[THE PROBLEM] Give back the data in full. Leave nothing out.

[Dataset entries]
--- START ---

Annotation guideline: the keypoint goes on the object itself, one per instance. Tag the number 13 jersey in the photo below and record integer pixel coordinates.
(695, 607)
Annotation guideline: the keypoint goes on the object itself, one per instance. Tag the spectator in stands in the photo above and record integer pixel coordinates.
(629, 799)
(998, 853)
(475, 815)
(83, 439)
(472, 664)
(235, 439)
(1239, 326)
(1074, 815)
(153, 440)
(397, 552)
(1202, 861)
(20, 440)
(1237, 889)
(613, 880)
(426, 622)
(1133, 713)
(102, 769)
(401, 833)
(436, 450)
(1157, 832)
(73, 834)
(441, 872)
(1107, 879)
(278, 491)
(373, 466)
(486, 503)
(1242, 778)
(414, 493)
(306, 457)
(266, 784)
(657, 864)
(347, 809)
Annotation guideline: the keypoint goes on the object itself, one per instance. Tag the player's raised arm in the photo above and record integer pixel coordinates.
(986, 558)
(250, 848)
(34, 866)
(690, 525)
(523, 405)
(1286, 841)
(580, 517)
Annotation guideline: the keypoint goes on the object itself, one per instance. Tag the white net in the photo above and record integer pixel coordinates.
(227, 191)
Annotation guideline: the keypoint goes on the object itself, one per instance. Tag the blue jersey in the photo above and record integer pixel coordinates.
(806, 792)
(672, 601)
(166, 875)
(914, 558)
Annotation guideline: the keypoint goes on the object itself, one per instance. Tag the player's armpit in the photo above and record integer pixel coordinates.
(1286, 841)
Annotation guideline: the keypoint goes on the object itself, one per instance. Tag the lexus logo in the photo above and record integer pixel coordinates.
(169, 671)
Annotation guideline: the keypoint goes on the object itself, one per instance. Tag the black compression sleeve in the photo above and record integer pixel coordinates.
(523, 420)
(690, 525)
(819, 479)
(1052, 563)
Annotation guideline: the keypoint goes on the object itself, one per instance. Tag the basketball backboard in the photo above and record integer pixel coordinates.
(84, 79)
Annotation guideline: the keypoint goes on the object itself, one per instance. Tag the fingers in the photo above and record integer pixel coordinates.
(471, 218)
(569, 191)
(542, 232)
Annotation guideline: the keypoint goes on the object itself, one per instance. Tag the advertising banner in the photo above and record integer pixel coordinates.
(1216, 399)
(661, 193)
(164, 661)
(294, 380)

--- END ---

[EXERCISE OUTPUT]
Annotation guideline: the keypoint goes on the object itself, one per instance. Tag the number 13 jersey in the photo below and record integer pixel coordinates.
(695, 607)
Annotation guideline: the keypoint goes on the object itself, one per instance. Tag the spectator in stands in the photo above and record integer pixel coordinates.
(629, 799)
(998, 853)
(475, 815)
(83, 439)
(472, 664)
(235, 439)
(1239, 326)
(1074, 815)
(153, 440)
(397, 552)
(1202, 861)
(20, 440)
(1237, 889)
(613, 880)
(426, 622)
(1133, 713)
(102, 769)
(401, 833)
(436, 450)
(1157, 832)
(73, 834)
(441, 872)
(1107, 879)
(278, 491)
(373, 466)
(486, 503)
(1242, 778)
(414, 493)
(306, 457)
(266, 784)
(657, 864)
(347, 809)
Annotation guideline: the keypoint goes on the object itself, one per instance. Tag the player's raised arm in the photo above and record integer pixel coordinates.
(986, 558)
(250, 848)
(34, 866)
(690, 525)
(523, 405)
(1286, 841)
(580, 517)
Annotation guideline: the keypoint goes on the object itself, one per instance. Tag the white net in the photo above and record integer pixel coordinates.
(227, 191)
Annotation guideline: the keypoint goes on the object itself, one per instance. Tag the blue jersey in the photo above and record integer pixel coordinates.
(806, 792)
(672, 601)
(166, 875)
(914, 558)
Annotation guideline: the keypoint goes on the object itself, one per instance. Tag the player's armpit in the photo above and record integer pixel coordinates.
(1286, 841)
Annotation guideline: the keypoint goes on the object itself, one per instance. Tag the lexus logo in the photo above and record integer pixel coordinates.
(169, 671)
Annotation guideline: the keypoint goes on the object itself, one per instance. Tag the black compression sleeve in the photo above and record integer pixel coordinates.
(523, 420)
(690, 525)
(819, 479)
(1052, 563)
Annotation guideline: the keypoint goes on the object itself, one per instance. Tag the basketball backboard in the photo above and record integer pixel coordinates.
(84, 79)
Annotation guideline: the keypoint goes on the object itself, one per instance. Tag the fingers in the photo above and record integer pixel coordinates.
(471, 218)
(569, 191)
(542, 232)
Annotation guideline: the keypoint goes on the object itself, one per instance. Tag the advertising banner in the photo above and record integer pixel coordinates.
(1216, 399)
(661, 193)
(164, 661)
(294, 380)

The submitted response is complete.